## Objetivo
Según el extracto sobre la guerra informativa en Ucrania, ¿a qué dos revoluciones de colores condujeron las operaciones de influencia de Estados Unidos?

## Extracto
------------------------------------------------

En el léxico de Estados Unidos y de la OTAN, información e influencia son palabras intercambiables. «La información incluye y agrega muchos atributos sociales, culturales, cognitivos, técnicos y físicos que afectan y repercuten en el conocimiento, la comprensión, las creencias, las visiones del mundo y, en última instancia, en las acciones de individuos, grupos, sistemas, comunidades y organizaciones».
El arsenal de guerra de la información de Estados Unidos no tiene parangón porque controla internet y sus principales guardianes de contenidos como Google, Facebook, YouTube, Twitter, Wikipedia… Esto significa que Estados Unidos puede ejercer el control de la noosfera, «ese reino de la mente que se extiende por todo el planeta» que RAND presentó como parte de la estrategia de información de Estados Unidos en 1999. Por ello, ningún gobierno puede ignorar el profundo impacto de internet en la opinión pública, los asuntos de Estado y la soberanía nacional. Dado que ni Rusia ni China pueden vencer a Estados Unidos en un juego en el que este tiene todas las cartas, lo mejor es abandonar el juego, que es exactamente lo que están haciendo las dos potencias, cada una apoyándose en sus propias fuerzas específicas.
La «guerra informativa sobre Ucrania» no comenzó como respuesta a las operaciones militares de Rusia en 2022. Inicialmente se desató en Ucrania. Desde 1991, Estados Unidos ha gastado miles de millones de dólares, y la Unión Europea decenas de millones, para arrebatar este país a Rusia, por no hablar del dinero gastado por la Open Society de Soros. Ningún precio se consideró demasiado alto debido a la importancia de Ucrania en el tablero geopolítico. Las operaciones de influencia de Estados Unidos condujeron a dos revoluciones de colores, la Revolución Naranja (2004−2005) y el Euromaidán (2013−2014).
Tras el sangriento golpe de Estado de 2014 y la eliminación de todos los contrapoderes, la influencia de Estados Unidos y la OTAN se convirtió en un control total y en una violenta represión de la disidencia: quienes se oponían al Maidan vivían atemorizados, siendo la masacre de Odessa un recordatorio constante del destino que correría quien se atreviera a resistirse al nuevo régimen.

------------------------------------------------

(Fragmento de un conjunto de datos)

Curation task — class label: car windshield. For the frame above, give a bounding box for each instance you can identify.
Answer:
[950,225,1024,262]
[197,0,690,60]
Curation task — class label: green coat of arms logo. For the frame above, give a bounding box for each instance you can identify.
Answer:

------------------------------------------------

## Respuesta completa
A la Revolución Naranja (2004−2005) y al Euromaidán (2013−2014).